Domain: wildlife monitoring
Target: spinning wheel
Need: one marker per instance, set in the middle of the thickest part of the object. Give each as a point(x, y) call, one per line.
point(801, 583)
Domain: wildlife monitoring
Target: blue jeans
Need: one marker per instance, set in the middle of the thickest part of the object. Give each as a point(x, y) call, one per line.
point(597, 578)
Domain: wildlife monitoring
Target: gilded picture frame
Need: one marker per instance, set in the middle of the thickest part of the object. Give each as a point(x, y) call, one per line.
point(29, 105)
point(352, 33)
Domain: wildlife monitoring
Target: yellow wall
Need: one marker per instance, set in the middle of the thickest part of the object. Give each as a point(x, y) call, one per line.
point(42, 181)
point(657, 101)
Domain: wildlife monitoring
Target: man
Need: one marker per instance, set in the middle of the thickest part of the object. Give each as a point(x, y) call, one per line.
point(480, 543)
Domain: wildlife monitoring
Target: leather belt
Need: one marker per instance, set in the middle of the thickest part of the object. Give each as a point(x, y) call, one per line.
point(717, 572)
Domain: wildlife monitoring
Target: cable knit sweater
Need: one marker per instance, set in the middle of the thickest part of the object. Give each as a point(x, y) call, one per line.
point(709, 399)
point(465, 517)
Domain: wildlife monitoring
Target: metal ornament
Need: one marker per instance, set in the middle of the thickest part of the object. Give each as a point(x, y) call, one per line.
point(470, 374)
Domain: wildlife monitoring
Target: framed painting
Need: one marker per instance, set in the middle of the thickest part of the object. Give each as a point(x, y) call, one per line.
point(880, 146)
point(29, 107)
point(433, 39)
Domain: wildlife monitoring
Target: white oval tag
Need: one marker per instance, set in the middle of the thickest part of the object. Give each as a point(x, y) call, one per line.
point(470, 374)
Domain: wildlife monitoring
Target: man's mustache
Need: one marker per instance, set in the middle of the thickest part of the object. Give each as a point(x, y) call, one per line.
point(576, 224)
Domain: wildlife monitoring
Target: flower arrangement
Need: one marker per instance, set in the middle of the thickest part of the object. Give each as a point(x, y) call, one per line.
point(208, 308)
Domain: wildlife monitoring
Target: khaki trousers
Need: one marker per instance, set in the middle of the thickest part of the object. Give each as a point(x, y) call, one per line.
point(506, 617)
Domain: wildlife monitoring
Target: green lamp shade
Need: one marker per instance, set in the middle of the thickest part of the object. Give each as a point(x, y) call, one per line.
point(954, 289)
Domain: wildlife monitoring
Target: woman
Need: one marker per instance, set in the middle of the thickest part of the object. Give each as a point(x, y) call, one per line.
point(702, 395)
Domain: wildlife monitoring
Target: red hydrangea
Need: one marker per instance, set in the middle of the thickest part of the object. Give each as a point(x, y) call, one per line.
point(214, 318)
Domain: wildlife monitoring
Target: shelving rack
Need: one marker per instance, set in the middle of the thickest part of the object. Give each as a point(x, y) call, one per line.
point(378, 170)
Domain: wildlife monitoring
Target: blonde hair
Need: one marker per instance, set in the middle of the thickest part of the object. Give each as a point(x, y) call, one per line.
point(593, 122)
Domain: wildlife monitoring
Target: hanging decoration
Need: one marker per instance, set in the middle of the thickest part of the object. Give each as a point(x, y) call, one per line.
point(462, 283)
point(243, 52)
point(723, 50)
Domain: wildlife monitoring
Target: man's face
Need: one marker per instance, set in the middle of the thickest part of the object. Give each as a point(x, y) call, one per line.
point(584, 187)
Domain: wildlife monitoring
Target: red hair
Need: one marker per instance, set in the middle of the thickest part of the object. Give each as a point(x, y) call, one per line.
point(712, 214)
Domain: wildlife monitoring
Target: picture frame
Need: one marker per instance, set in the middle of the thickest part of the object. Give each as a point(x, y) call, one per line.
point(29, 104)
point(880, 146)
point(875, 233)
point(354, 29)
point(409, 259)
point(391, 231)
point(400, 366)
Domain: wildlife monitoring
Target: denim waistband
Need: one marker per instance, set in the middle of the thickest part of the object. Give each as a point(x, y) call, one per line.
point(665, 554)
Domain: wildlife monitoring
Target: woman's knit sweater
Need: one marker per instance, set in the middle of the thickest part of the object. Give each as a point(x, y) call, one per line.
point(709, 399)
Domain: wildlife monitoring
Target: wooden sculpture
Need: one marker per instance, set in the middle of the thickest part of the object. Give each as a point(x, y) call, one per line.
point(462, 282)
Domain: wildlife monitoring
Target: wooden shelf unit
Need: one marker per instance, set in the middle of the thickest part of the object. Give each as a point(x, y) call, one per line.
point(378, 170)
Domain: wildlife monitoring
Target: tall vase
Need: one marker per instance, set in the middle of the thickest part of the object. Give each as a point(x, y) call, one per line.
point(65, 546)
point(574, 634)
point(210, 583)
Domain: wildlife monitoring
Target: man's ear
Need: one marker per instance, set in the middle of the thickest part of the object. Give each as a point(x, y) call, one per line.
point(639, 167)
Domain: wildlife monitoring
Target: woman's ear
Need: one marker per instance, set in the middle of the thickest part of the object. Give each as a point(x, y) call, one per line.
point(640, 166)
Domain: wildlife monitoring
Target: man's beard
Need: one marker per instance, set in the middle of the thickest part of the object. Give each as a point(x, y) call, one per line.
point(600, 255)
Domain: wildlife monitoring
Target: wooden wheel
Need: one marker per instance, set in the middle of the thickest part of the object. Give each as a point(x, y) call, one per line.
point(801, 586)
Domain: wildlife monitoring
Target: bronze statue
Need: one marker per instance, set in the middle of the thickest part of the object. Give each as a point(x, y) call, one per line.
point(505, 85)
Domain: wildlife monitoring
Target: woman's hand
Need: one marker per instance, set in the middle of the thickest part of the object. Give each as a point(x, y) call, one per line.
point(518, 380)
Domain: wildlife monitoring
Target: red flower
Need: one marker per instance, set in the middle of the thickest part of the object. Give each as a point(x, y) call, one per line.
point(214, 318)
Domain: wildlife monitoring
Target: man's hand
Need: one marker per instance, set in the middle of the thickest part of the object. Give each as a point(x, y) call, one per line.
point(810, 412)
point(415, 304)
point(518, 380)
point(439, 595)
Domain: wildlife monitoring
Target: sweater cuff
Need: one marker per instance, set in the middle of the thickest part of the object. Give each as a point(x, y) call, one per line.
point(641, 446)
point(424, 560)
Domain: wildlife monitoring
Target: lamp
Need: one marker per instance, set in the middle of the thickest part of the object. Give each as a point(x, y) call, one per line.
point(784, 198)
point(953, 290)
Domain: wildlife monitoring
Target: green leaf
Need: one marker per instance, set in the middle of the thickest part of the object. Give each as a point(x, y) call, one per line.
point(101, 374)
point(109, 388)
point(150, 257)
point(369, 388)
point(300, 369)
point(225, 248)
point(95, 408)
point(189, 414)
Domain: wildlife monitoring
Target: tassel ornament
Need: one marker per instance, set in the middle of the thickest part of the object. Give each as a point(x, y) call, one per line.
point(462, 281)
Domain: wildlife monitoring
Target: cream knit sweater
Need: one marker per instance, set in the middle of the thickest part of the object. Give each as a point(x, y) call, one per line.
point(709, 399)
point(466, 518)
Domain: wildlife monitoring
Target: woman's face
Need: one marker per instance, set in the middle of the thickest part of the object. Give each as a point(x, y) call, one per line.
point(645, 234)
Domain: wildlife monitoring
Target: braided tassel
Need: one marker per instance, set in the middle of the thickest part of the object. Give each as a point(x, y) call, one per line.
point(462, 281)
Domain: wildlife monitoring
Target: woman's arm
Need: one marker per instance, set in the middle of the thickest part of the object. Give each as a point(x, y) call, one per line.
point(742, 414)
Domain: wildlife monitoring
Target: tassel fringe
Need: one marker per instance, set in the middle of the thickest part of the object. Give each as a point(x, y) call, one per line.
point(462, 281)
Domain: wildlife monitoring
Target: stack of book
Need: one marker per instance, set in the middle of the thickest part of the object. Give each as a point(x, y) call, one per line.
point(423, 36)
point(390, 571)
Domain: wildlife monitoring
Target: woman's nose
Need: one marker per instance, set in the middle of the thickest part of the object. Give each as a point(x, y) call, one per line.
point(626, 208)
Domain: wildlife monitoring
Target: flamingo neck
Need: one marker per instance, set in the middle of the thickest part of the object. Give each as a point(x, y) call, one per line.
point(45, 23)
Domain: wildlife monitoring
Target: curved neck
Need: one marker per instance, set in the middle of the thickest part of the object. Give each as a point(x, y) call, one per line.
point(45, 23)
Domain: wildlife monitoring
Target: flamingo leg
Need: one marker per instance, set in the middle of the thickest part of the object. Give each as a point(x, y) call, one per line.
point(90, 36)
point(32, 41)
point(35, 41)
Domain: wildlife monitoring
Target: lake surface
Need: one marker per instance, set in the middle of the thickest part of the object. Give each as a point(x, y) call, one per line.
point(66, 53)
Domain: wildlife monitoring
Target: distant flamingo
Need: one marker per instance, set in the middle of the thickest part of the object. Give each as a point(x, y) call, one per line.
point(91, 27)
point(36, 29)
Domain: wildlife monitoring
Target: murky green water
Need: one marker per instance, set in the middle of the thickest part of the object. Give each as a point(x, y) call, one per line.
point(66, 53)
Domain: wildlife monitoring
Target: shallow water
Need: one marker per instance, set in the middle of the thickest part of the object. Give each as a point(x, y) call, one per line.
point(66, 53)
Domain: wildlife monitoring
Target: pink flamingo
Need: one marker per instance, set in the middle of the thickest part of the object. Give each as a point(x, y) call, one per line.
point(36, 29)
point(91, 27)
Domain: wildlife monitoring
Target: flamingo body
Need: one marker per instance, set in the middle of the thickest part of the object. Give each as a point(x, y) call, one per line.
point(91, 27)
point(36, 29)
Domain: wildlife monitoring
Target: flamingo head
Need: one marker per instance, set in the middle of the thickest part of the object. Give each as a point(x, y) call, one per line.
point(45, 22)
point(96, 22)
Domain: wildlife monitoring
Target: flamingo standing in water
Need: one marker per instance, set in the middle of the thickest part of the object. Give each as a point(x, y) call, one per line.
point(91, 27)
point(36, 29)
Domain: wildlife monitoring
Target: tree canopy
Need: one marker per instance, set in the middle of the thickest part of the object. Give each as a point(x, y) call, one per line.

——

Written request: Please output everything from the start of the data above down to the line that contains "point(597, 578)", including both ends, with every line copied unchanged.

Full output:
Domain: wildlife monitoring
Target: spinning wheel
Need: one marker per instance, set in the middle of the thickest part of the object. Give each as a point(x, y) call, one per line.
point(801, 583)
Domain: wildlife monitoring
Target: blue jeans
Need: one marker per instance, set in the middle of the thickest part of the object. Give each as a point(x, y) call, one per line.
point(597, 578)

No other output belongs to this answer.